Por: Jon Lee Anderson
Publicado originalmente en THE NEW YORKER el 24 de Abril de 2014
Gabriel Garcia Marquez, quien falleció a los ochenta y siete años en su residencia en Ciudad de México, ha dejado con su partida un inmenso legado literario. Pocos autores han sido tan ampliamente traducidos y leídos por tanta gente en diversas culturas. “El nos enseñó una nueva forma de ver” aseguró Ian McEwan el viernes pasado.
Algo menos conocido por su legión de lectores, es su sentido sagaz del humor, una cualidad conocida en su natal Colombia como “mamar gallo” * (que significa en esencia bromear). Gabo, como era conocido por sus familiares y fanáticos en América Latina, era un maestro de la “mamadera de gallo”*. Esto vino a mi cabeza el día que murió, cuando Ariel Palacios, un amigo brasilero que vive en Buenos Aires envió una cadena de Gabismos, incluido mi favorito: “El día que la mierda valga algo, los pobres nacerán sin culo” y hay muchos más de donde viene ese. Algunos son simples y sin sentido como: “He conspirado por la paz en Colombia desde antes de nacer”, u otros de una sola línea como “La vida es el mejor invento”.
La exageración fue un elemento clave en la aproximación creativa de Gabo hacia la vida, tanto en su escritura como en persona. El aseguraba por ejemplo que su novela “Del Amor y Otros Demonios” estaba inspirada por eventos de la vida real que él como reportero cubrió en Cartagena, Colombia en 1949: El descubrimiento que hicieron algunos obreros de la calavera de una joven con una cabellera rubia de 70 pies de longitud en una cripta del convento de Santa Clara. A el le gustaba contar la historia de cómo Fidel Castro una vez comió veintiséis bolas de helado en su presencia. La primera vez que lo contacté telefónicamente, con la esperanza de hacerle una entrevista para publicar su perfil en “The New Yorker” en 1999, el contestó personalmente el teléfono, cuando le dije mi nombre respondió “Anderson demonios!, te he estado buscando por todos lados desde hace tiempo, donde te has estado escondiendo?”.

━━━━━━

▸ **Instrucción dada**: Copia sin cambios el pasaje del artículo sobre García Márquez que empieza en las palabras "Por: Jon Lee" y termina después de "el viernes pasado.".

▸ **Fragmentos de registros**:

━━━━━━

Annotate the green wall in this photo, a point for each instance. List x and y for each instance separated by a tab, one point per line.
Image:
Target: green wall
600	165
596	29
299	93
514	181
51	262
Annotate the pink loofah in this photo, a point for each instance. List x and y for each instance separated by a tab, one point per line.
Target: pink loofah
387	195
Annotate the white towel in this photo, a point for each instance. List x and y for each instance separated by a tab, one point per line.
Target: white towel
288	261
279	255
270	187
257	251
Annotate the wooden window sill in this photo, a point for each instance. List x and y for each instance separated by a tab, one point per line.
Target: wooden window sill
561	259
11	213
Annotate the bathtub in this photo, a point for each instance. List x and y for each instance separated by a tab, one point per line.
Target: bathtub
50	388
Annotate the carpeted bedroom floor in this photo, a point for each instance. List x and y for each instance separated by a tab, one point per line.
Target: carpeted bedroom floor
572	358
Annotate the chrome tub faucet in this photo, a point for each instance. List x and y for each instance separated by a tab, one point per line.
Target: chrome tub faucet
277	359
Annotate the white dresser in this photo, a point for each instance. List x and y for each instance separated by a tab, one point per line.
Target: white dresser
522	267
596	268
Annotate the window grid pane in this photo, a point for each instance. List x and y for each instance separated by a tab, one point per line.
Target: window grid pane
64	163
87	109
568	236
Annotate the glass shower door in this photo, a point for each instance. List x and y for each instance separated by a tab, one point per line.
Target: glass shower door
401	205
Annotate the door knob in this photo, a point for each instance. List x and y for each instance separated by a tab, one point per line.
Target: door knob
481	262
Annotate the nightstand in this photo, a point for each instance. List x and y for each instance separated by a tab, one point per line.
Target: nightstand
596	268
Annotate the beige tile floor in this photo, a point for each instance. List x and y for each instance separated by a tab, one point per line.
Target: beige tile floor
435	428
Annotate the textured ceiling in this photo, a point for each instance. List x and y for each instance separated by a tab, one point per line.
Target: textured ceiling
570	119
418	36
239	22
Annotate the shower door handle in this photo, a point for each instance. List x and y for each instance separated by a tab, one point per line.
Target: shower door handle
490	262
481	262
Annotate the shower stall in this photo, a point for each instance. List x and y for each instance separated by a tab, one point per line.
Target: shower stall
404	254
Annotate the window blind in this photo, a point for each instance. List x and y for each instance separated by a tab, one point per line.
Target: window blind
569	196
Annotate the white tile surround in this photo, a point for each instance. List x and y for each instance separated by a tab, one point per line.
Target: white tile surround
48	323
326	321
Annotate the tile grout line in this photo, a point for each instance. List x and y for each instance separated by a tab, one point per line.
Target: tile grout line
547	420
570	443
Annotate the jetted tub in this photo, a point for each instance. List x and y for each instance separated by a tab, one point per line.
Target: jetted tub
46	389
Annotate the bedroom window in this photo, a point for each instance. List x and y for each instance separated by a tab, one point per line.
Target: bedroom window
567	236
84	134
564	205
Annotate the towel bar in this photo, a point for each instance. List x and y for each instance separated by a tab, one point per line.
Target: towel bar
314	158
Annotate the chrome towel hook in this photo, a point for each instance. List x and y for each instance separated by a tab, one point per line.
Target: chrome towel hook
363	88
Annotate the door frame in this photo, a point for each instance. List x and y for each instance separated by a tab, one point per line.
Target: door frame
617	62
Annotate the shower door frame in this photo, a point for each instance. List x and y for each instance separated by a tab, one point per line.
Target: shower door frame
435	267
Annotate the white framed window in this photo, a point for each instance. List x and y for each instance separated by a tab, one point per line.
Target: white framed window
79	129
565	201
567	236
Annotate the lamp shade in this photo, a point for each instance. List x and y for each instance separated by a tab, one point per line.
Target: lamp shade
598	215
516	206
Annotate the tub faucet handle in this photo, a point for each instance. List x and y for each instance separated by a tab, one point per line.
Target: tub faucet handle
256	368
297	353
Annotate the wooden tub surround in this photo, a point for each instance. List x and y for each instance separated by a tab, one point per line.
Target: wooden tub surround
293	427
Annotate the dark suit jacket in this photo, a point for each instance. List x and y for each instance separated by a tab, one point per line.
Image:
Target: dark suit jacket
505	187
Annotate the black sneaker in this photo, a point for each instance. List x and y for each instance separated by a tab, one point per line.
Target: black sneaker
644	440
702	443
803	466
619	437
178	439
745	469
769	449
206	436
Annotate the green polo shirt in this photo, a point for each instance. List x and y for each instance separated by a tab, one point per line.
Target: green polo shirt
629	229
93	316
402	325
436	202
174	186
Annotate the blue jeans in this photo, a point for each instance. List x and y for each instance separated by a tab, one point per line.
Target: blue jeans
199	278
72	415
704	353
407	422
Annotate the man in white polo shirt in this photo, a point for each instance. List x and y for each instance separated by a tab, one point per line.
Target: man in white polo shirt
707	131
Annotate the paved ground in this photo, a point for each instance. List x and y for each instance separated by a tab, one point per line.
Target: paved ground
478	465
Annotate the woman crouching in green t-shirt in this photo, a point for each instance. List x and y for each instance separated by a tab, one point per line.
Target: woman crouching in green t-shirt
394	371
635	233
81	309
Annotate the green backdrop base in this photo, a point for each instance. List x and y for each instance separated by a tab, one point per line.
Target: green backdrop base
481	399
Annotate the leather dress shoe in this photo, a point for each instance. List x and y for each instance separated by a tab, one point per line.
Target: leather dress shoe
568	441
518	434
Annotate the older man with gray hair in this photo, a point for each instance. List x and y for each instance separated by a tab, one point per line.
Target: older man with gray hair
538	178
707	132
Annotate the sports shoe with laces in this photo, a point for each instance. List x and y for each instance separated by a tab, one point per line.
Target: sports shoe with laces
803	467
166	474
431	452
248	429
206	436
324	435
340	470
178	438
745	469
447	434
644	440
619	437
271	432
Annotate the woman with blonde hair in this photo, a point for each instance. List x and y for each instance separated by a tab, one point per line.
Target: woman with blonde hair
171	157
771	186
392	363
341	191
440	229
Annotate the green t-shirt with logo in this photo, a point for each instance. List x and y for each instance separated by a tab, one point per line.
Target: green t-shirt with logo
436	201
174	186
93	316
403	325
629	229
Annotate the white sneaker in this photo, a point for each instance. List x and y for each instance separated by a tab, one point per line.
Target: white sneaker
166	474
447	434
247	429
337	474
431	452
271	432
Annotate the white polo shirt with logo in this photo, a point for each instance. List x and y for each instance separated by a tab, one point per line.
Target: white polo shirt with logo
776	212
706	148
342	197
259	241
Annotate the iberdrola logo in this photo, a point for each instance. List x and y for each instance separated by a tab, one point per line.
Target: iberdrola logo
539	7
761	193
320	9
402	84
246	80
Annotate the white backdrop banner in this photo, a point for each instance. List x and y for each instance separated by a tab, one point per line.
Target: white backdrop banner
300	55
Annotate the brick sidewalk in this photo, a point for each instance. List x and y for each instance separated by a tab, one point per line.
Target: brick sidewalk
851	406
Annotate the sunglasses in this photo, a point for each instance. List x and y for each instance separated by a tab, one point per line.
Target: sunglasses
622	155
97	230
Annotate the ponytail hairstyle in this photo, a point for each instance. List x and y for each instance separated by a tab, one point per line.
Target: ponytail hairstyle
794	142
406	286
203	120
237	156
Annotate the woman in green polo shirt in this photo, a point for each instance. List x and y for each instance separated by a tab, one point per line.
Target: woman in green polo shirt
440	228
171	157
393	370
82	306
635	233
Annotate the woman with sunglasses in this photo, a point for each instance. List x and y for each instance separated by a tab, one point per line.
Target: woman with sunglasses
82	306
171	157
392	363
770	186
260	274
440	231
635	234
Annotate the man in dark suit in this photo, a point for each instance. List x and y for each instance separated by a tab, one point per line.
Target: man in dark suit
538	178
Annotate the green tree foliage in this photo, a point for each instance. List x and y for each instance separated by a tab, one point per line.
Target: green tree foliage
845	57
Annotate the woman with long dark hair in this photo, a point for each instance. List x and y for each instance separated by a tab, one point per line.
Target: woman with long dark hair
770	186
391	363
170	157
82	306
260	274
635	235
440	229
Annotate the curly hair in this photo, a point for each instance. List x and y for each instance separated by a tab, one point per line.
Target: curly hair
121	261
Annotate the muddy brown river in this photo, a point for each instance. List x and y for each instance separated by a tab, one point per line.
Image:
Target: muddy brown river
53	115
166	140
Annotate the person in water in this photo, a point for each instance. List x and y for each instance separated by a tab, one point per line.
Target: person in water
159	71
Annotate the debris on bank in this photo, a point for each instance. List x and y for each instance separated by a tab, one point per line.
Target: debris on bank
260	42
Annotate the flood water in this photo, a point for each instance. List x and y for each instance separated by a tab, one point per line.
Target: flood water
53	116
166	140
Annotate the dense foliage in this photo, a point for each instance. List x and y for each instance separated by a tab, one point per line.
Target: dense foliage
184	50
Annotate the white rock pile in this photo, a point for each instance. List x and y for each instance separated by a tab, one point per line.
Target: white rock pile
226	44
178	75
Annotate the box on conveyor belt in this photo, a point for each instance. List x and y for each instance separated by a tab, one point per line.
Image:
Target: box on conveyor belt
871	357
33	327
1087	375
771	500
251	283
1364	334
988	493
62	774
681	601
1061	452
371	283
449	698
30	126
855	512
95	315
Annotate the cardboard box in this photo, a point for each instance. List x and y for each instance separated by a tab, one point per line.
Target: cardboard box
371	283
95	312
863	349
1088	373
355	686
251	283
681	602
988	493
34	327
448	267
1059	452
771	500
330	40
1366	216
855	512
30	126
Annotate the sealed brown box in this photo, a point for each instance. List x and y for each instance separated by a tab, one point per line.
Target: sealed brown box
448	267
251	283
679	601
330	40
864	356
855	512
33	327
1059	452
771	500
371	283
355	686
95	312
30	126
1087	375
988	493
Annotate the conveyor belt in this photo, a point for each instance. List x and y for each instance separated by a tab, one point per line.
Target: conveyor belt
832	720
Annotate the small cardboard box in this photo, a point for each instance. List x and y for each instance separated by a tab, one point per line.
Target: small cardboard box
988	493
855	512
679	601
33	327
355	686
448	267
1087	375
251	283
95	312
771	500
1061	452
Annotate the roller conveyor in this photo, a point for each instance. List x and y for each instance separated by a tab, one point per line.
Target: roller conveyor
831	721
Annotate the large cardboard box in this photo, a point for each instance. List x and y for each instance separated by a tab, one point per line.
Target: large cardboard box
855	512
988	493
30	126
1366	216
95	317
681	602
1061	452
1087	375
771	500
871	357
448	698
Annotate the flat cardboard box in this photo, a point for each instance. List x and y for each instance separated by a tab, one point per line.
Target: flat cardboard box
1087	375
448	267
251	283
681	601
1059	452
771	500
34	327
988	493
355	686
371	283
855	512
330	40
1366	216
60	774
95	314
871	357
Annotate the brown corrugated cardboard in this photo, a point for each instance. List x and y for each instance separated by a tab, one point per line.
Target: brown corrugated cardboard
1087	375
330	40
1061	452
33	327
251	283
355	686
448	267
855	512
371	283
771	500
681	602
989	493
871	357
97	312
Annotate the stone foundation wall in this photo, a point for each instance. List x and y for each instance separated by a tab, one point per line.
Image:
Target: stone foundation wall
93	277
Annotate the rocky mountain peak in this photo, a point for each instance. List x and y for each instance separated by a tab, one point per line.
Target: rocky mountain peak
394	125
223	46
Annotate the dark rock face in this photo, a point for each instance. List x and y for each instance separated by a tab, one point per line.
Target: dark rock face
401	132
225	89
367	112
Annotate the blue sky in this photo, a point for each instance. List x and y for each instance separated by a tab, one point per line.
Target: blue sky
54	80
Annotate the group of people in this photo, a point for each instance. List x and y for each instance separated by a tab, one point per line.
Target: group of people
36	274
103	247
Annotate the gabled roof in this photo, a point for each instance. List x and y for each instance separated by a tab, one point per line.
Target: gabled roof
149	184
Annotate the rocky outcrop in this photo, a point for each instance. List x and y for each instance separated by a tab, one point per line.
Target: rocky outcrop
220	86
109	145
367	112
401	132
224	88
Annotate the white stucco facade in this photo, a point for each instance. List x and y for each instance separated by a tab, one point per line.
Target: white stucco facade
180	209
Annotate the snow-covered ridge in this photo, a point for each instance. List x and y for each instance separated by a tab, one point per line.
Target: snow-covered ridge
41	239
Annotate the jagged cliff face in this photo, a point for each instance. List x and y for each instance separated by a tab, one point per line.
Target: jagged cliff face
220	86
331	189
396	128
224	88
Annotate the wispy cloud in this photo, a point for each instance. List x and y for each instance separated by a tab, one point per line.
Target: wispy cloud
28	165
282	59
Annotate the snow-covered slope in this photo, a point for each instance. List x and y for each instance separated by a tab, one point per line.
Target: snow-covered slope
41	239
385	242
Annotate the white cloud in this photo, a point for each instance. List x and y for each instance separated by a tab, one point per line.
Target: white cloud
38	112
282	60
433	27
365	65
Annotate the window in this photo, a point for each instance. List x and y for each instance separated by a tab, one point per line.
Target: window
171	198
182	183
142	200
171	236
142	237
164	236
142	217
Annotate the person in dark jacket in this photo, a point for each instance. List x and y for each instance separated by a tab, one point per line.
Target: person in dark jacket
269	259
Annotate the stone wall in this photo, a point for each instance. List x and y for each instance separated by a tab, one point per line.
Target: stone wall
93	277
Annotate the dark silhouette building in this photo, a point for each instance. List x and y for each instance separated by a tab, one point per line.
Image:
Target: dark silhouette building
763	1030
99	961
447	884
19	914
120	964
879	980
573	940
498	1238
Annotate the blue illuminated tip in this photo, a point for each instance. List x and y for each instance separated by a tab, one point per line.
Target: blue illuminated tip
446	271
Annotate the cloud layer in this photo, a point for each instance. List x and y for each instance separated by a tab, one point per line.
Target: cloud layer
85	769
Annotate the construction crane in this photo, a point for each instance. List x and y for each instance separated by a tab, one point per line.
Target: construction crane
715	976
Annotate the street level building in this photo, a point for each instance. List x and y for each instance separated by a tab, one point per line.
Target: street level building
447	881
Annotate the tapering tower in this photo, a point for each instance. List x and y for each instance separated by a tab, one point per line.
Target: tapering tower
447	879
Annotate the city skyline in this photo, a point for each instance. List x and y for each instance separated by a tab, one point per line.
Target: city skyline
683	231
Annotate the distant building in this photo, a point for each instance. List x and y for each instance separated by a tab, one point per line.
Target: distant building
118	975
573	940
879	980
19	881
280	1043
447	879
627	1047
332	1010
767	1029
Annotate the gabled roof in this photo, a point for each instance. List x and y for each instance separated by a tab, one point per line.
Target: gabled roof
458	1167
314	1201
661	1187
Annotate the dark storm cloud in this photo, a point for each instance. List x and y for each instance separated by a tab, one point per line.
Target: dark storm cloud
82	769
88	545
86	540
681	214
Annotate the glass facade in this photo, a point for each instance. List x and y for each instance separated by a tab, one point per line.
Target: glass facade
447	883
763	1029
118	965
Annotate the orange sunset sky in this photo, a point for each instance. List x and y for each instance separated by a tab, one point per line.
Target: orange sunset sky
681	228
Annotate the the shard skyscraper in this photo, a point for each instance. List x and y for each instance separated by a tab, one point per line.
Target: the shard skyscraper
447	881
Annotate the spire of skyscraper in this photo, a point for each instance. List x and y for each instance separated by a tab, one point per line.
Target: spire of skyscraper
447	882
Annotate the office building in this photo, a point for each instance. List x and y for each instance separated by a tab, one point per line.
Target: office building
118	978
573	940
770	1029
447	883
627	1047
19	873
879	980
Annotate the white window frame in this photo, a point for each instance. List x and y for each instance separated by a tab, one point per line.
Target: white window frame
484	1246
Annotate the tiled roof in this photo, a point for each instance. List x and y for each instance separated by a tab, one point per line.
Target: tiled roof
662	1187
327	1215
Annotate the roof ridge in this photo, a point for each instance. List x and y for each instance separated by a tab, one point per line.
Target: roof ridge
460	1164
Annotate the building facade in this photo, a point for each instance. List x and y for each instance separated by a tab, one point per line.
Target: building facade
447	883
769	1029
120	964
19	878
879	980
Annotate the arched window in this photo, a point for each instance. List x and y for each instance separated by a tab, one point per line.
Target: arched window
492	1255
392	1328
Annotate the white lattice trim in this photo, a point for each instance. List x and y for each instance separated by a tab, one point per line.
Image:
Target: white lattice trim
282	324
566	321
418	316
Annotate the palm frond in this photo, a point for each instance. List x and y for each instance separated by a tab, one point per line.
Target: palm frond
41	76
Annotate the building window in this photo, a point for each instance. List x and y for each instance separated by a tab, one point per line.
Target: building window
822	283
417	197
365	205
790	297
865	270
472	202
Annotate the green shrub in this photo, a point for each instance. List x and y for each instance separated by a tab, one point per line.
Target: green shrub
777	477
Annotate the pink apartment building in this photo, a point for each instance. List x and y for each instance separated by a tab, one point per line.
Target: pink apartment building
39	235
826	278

━━━━━━

▸ **Respuesta**:
Por: Jon Lee Anderson
Publicado originalmente en THE NEW YORKER el 24 de Abril de 2014
Gabriel Garcia Marquez, quien falleció a los ochenta y siete años en su residencia en Ciudad de México, ha dejado con su partida un inmenso legado literario. Pocos autores han sido tan ampliamente traducidos y leídos por tanta gente en diversas culturas. “El nos enseñó una nueva forma de ver” aseguró Ian McEwan el viernes pasado.